A block of data:
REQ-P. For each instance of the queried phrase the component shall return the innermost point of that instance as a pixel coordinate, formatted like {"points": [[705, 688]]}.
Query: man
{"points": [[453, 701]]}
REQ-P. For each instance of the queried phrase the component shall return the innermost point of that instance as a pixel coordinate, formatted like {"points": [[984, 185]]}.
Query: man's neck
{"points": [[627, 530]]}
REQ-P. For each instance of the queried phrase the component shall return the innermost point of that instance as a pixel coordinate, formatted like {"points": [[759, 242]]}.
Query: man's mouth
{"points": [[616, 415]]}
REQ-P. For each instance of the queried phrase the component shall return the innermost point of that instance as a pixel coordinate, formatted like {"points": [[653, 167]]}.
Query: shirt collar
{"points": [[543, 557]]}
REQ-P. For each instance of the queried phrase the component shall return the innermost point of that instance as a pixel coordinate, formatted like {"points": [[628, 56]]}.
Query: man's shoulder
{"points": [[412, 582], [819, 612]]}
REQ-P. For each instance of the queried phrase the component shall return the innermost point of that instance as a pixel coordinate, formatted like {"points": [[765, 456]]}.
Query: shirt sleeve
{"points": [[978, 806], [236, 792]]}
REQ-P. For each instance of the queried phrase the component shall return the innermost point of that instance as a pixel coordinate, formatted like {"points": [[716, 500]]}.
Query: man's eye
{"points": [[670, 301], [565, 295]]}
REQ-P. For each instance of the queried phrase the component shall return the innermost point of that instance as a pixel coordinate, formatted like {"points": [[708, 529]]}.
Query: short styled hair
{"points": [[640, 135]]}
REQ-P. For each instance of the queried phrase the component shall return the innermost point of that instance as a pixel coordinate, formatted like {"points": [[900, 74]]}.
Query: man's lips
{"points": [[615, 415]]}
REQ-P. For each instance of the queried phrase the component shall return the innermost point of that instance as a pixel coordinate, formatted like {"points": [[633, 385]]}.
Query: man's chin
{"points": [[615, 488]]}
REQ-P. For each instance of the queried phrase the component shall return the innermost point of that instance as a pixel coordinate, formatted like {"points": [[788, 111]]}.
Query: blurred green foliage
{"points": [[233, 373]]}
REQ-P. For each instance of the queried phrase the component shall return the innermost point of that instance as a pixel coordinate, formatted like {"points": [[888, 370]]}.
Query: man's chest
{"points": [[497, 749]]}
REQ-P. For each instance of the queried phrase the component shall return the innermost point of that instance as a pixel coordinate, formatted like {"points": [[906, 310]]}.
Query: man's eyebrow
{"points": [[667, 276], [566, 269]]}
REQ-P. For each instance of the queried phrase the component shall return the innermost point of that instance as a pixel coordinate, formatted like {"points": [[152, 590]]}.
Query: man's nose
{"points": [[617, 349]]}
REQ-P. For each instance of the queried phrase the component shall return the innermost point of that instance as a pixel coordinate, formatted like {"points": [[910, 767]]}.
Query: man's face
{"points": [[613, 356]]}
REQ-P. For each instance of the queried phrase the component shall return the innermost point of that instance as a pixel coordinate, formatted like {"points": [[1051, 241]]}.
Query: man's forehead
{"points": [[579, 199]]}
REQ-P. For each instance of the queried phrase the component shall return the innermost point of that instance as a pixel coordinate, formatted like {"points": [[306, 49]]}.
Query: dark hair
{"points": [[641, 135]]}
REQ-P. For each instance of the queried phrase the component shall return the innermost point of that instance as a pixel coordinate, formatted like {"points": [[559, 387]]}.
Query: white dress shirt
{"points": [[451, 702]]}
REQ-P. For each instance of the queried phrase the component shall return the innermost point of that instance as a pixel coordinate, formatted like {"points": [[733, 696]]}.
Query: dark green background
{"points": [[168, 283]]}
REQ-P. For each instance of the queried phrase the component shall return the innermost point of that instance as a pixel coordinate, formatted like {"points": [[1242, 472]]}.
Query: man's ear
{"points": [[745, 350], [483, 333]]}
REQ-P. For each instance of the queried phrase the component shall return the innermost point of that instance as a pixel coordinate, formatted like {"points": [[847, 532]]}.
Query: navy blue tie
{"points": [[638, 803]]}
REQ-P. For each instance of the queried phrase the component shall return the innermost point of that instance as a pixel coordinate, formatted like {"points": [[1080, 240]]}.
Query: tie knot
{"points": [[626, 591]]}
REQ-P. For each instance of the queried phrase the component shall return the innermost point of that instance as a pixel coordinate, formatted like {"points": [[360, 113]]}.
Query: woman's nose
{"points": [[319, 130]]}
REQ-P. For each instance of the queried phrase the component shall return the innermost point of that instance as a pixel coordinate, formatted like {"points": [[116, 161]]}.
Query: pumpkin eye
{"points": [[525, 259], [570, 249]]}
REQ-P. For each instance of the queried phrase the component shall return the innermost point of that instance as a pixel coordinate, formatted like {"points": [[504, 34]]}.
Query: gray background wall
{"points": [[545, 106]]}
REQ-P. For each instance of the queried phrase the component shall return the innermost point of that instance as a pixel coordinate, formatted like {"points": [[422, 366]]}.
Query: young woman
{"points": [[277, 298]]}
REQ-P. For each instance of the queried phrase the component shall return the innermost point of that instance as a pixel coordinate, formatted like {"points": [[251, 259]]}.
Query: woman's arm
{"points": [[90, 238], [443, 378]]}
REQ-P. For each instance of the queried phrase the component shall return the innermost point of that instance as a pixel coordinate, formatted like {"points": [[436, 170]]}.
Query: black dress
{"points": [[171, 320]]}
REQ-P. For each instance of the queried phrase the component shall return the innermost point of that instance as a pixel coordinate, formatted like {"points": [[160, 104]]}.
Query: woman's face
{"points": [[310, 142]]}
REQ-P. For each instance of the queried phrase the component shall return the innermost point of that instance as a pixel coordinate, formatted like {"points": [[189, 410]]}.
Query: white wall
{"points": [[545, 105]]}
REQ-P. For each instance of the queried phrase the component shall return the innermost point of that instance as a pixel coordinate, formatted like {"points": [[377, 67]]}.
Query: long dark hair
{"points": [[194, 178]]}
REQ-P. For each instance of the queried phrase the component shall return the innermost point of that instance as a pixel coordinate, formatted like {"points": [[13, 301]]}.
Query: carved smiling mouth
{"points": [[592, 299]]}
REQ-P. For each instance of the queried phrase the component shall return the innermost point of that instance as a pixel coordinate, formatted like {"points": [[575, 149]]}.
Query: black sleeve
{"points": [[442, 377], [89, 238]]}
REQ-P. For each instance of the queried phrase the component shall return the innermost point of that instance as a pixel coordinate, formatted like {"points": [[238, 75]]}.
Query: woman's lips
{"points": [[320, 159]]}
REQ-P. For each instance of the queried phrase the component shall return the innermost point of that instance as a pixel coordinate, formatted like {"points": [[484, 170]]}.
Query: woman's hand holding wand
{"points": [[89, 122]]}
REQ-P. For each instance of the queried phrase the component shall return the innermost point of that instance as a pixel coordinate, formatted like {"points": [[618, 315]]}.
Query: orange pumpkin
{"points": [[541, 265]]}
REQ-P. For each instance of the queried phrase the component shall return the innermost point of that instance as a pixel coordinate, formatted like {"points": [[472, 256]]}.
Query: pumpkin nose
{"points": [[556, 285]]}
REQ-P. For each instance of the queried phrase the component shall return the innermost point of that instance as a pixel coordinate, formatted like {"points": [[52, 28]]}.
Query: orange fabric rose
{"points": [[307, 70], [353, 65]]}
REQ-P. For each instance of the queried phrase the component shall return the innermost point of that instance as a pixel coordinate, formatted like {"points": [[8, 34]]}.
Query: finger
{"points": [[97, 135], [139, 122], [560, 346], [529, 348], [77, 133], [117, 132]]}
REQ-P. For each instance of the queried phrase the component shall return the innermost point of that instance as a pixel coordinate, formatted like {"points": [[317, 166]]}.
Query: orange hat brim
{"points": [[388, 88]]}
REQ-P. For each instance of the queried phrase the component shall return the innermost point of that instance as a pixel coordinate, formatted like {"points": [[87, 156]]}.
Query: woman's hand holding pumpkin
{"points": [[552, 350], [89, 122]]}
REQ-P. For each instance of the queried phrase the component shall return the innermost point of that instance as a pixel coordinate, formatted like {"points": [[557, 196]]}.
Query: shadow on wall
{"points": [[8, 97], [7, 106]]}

* [SHORT PROBLEM] Identify every line of the entries above that contains the word "shirt", and copy each of those lines.

* [TASK SOLUTION]
Query: shirt collar
Query: shirt sleeve
Query: white dress shirt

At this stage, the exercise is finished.